To be done:
Rescale the lines of the entries that run from the line containing "Please tag the blurred" through the end of the entries, writing them all out again with the requests included. Multiply each answer coordinate by 0.35, round to whole numbers with halves going up, and leave the numbers in the requests and their format samples unchanged.

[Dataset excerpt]
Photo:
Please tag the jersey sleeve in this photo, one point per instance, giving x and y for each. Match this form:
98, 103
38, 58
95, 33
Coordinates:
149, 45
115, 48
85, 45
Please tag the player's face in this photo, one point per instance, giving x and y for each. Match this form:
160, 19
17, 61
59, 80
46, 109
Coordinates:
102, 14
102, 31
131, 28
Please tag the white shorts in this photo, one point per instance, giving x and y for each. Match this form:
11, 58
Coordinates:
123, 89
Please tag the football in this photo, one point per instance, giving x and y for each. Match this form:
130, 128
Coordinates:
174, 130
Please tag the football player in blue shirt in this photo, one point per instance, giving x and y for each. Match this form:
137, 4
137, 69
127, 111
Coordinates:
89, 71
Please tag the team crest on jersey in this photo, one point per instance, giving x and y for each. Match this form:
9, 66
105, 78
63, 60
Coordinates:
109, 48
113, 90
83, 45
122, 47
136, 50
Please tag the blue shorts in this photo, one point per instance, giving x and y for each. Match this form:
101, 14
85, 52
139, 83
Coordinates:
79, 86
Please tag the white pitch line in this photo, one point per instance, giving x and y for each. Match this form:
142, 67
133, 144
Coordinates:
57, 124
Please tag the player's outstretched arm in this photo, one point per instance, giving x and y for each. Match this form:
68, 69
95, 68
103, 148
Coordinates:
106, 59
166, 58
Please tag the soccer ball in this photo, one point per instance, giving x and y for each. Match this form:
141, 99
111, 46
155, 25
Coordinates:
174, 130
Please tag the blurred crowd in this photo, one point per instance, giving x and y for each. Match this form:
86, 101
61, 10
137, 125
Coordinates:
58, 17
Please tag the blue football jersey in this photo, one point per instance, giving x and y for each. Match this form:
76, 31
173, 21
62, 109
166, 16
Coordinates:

Correct result:
Please tag the blurred crowd in this photo, one point per instance, giving x and y for each. Match this form:
86, 101
61, 10
137, 125
Coordinates:
20, 6
Please tag the blue football jersey in this photo, one point per instance, giving x and y for each. Match this form:
76, 31
173, 21
62, 109
166, 16
Coordinates:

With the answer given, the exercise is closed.